> Boundary labeling items
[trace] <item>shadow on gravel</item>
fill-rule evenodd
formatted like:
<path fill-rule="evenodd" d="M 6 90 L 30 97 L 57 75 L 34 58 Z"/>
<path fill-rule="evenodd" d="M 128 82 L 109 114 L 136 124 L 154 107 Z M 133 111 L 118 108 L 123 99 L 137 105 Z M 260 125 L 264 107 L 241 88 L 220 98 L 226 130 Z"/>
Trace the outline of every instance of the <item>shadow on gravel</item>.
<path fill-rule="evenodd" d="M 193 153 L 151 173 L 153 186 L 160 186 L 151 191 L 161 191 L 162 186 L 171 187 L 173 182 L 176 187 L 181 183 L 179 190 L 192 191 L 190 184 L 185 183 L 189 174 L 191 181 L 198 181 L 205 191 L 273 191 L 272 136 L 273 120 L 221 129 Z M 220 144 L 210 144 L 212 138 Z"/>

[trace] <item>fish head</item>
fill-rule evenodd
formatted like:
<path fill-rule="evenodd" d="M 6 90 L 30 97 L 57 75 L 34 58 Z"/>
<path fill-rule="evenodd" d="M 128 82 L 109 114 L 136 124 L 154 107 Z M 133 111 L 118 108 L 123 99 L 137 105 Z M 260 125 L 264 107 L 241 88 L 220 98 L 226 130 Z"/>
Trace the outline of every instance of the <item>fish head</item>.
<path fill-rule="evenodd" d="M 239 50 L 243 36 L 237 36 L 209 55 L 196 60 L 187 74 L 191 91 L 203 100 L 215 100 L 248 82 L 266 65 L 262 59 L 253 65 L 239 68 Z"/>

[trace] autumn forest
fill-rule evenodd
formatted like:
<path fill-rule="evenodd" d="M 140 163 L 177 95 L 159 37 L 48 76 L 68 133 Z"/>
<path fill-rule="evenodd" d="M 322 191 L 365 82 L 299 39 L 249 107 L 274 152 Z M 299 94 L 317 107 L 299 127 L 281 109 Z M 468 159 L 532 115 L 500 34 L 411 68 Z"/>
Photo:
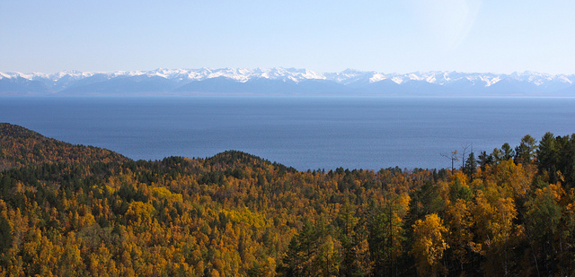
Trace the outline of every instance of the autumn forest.
<path fill-rule="evenodd" d="M 0 276 L 575 274 L 575 134 L 442 169 L 132 160 L 0 124 Z"/>

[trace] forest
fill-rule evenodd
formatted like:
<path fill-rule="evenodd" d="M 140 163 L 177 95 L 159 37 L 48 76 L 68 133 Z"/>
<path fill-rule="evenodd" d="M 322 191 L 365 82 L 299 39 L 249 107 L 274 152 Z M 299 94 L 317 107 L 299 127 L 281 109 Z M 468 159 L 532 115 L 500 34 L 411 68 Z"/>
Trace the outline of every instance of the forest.
<path fill-rule="evenodd" d="M 0 276 L 575 275 L 575 134 L 441 169 L 132 160 L 0 124 Z"/>

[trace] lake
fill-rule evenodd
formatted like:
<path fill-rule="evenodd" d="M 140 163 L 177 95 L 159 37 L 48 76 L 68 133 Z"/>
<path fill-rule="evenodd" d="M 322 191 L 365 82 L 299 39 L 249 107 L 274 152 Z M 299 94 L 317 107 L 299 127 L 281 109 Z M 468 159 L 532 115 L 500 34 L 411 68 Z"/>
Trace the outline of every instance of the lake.
<path fill-rule="evenodd" d="M 134 160 L 238 150 L 300 170 L 438 169 L 464 146 L 575 133 L 575 99 L 2 97 L 0 121 Z"/>

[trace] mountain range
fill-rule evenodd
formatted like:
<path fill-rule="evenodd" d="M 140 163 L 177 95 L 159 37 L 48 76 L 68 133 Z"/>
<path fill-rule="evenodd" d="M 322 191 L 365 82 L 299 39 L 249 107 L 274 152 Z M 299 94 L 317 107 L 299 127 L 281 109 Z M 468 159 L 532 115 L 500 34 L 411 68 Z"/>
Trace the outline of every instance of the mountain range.
<path fill-rule="evenodd" d="M 0 73 L 0 95 L 575 96 L 575 74 L 200 68 Z"/>

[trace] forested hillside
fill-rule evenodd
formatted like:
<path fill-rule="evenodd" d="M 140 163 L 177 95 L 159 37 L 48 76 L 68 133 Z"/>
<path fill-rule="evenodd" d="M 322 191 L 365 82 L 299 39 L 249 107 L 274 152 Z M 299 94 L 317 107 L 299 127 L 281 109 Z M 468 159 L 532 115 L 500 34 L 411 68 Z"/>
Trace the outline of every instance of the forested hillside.
<path fill-rule="evenodd" d="M 8 124 L 0 143 L 0 275 L 575 274 L 575 134 L 454 170 L 134 161 Z"/>

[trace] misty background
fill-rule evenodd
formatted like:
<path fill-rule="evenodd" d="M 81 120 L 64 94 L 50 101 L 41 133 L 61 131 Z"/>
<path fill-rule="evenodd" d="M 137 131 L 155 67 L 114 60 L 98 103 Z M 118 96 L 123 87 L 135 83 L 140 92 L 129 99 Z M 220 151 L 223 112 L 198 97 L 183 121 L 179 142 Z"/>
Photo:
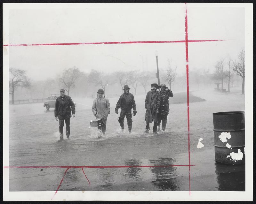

> What needs to be done
Edit the items above so that "formatted like" becomes "formatted as" wherever it appears, leaving everything else as it is. Leave the pictures out of your answer.

> Final result
[trace] <item>shadow on gravel</item>
fill-rule evenodd
formatted as:
<path fill-rule="evenodd" d="M 6 90 L 30 97 L 57 75 L 34 58 Z"/>
<path fill-rule="evenodd" d="M 128 82 L 109 114 L 136 124 L 154 107 Z M 133 111 L 118 108 L 123 99 L 137 105 Z M 260 125 L 264 107 L 241 88 L 220 98 L 226 130 Z"/>
Trace the outline of every instance of the <item>shadow on gravel</item>.
<path fill-rule="evenodd" d="M 193 153 L 151 173 L 153 186 L 160 186 L 151 191 L 161 191 L 162 186 L 171 187 L 173 182 L 176 187 L 181 183 L 179 190 L 192 191 L 190 184 L 185 183 L 189 174 L 191 181 L 198 181 L 205 191 L 273 191 L 272 136 L 273 120 L 221 129 Z M 220 144 L 210 144 L 212 138 Z"/>

[trace] <item>fish head</item>
fill-rule evenodd
formatted as:
<path fill-rule="evenodd" d="M 6 90 L 30 97 L 57 75 L 34 58 Z"/>
<path fill-rule="evenodd" d="M 128 82 L 109 114 L 136 124 L 154 107 Z M 133 111 L 118 108 L 123 99 L 137 105 Z M 260 125 L 264 107 L 241 88 L 220 98 L 226 130 Z"/>
Trace the outline of every instance of the <item>fish head</item>.
<path fill-rule="evenodd" d="M 239 50 L 243 36 L 237 36 L 209 55 L 196 60 L 187 74 L 191 91 L 203 100 L 215 100 L 248 82 L 266 65 L 262 59 L 253 65 L 239 68 Z"/>

[trace] autumn forest
fill-rule evenodd
formatted as:
<path fill-rule="evenodd" d="M 140 163 L 177 95 L 159 37 L 48 76 L 68 133 Z"/>
<path fill-rule="evenodd" d="M 322 191 L 365 82 L 299 39 L 249 107 L 274 152 Z M 299 94 L 317 107 L 299 127 L 281 109 Z M 468 159 L 532 115 L 500 34 L 411 68 Z"/>
Photo:
Trace the outline of every instance of the autumn forest.
<path fill-rule="evenodd" d="M 0 276 L 575 274 L 575 134 L 442 169 L 132 160 L 0 124 Z"/>

[trace] forest
fill-rule evenodd
formatted as:
<path fill-rule="evenodd" d="M 140 163 L 177 95 L 159 37 L 48 76 L 68 133 Z"/>
<path fill-rule="evenodd" d="M 322 191 L 365 82 L 299 39 L 249 107 L 274 152 Z M 299 94 L 317 107 L 299 127 L 281 109 Z M 468 159 L 532 115 L 500 34 L 411 68 Z"/>
Trace the outline of every instance of the forest.
<path fill-rule="evenodd" d="M 0 276 L 575 275 L 575 134 L 441 169 L 132 160 L 0 124 Z"/>

[trace] lake
fill-rule evenodd
formatted as:
<path fill-rule="evenodd" d="M 140 163 L 177 95 L 159 37 L 48 76 L 68 133 Z"/>
<path fill-rule="evenodd" d="M 322 191 L 365 82 L 299 39 L 249 107 L 274 152 Z M 299 94 L 317 107 L 299 127 L 281 109 Z M 468 159 L 532 115 L 500 34 L 411 68 Z"/>
Trace the outline of every instance of the lake.
<path fill-rule="evenodd" d="M 134 160 L 238 150 L 300 170 L 438 169 L 464 146 L 575 133 L 575 99 L 2 97 L 0 121 Z"/>

[trace] mountain range
fill-rule evenodd
formatted as:
<path fill-rule="evenodd" d="M 140 163 L 177 95 L 159 37 L 48 76 L 68 133 Z"/>
<path fill-rule="evenodd" d="M 322 191 L 365 82 L 299 39 L 249 107 L 274 152 Z M 299 94 L 317 107 L 299 127 L 281 109 Z M 468 159 L 532 115 L 500 34 L 411 68 Z"/>
Trace the outline of every instance of the mountain range.
<path fill-rule="evenodd" d="M 0 73 L 0 95 L 575 96 L 575 74 L 200 68 Z"/>

[trace] forested hillside
fill-rule evenodd
formatted as:
<path fill-rule="evenodd" d="M 140 163 L 177 95 L 159 37 L 48 76 L 68 133 Z"/>
<path fill-rule="evenodd" d="M 322 191 L 365 82 L 299 39 L 249 107 L 274 152 Z M 299 94 L 317 107 L 299 127 L 281 109 Z M 468 159 L 532 115 L 500 34 L 411 68 Z"/>
Trace the outline of every instance of the forested hillside.
<path fill-rule="evenodd" d="M 8 124 L 0 143 L 0 275 L 575 274 L 575 134 L 454 170 L 134 161 Z"/>

[trace] misty background
fill-rule evenodd
formatted as:
<path fill-rule="evenodd" d="M 81 120 L 64 94 L 50 101 L 41 133 L 61 131 Z"/>
<path fill-rule="evenodd" d="M 137 131 L 155 67 L 114 60 L 98 103 Z M 118 96 L 123 87 L 135 83 L 140 92 L 129 99 Z M 220 151 L 223 112 L 198 97 L 183 121 L 179 142 Z"/>
Photo:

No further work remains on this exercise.